(Source document Opens)

General characteristics
- Tonnage: 370 GT
- Length: 48.9m
- Beam: 9.0m
- Height: 32.0m
- Draught: 3.8m
- Propulsion: Diesel, 816 hp with controllable pitch propeller, bow thrusters 70 hp, 430 m^{2} sails on 3 masts
- Speed: 6 kn on sails, 13.5 kn on engine
- Endurance: 1 month
- Boats & landing craft carried: 2 inflatable outboards
- Complement: 13 crew, 14 scientists

= RV Oceania =

Research vessel operated by the Polish Academy of Sciences

RV Oceania, or SY Oceania, is a tall ship, owned by the Polish Academy of Sciences, and used as a research vessel.

She was built in 1985 in the Gdańsk Shipyard in Poland, after the design of Zygmunt Choreń. The hull was based on plans of earlier tall ships: ORP Iskra II and Pogoria, but its rigging was different. Oceania was originally a full-rigged ship, with three masts (each 32 metres high). On every mast there was only one sail, in the shape of a vertical rectangle (sometimes Oceania was classified as a frigate), but later the yards and the sail from the mizzen-mast were removed. Sails are raised and driven hydraulically.

The ship is equipped with laboratories able to provide hydrographic, optic, acoustic, chemical, biological and particulate experiments and observations.

(Source document Closes)
(Exercise data Opens)

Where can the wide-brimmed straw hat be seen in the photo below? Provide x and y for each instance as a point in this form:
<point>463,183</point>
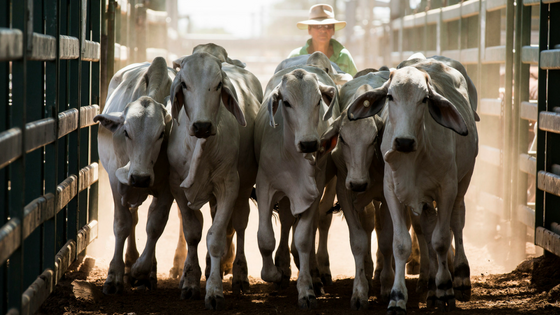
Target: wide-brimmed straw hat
<point>321,14</point>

(Exercise data Closes)

> Task instructions
(a) Copy out everything in the RV Oceania text from "The ship is" down to "experiments and observations.", putting "onboard labs" in place of "laboratories".
(b) According to the RV Oceania text, whose design was the ship built after?
The listing has no connection to the RV Oceania text.

> Solution list
(a)
The ship is equipped with onboard labs able to provide hydrographic, optic, acoustic, chemical, biological and particulate experiments and observations.

(b) Zygmunt Choreń's.